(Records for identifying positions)

·····

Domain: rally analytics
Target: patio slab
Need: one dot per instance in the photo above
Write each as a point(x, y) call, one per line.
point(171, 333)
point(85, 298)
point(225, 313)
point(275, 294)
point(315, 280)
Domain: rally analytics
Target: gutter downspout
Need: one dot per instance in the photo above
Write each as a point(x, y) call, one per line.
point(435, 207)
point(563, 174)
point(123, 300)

·····

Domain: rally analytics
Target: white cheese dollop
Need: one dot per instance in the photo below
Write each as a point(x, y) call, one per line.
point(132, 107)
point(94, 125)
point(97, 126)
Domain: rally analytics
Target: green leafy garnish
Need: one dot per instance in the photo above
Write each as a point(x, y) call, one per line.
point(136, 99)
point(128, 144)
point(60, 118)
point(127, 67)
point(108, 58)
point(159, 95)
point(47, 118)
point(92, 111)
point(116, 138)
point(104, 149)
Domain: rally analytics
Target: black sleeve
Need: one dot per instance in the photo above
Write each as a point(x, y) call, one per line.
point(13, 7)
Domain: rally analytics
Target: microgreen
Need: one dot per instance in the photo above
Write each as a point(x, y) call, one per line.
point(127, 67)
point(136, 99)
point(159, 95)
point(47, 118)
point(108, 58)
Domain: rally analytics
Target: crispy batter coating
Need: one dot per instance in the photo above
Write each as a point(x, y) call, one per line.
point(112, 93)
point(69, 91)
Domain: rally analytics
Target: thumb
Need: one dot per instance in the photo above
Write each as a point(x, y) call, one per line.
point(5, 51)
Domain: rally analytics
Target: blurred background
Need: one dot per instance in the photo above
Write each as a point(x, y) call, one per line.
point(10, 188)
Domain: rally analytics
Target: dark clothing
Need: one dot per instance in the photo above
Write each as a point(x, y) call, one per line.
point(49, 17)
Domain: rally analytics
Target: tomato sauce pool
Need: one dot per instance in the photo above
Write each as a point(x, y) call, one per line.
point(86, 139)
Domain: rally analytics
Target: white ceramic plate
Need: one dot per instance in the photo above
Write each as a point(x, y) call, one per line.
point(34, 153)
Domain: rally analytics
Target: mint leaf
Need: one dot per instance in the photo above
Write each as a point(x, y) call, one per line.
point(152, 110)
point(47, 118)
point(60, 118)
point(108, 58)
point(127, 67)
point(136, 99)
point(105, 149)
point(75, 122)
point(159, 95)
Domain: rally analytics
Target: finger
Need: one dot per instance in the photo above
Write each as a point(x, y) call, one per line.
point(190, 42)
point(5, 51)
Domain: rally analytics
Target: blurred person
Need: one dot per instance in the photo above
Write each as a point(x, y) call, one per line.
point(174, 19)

·····

→ **To be done**: Gather every line in the records above that contains the word "white" and copy each of those lines in full.

→ **Completed task**:
Target: white cheese dollop
Target: white ceramic plate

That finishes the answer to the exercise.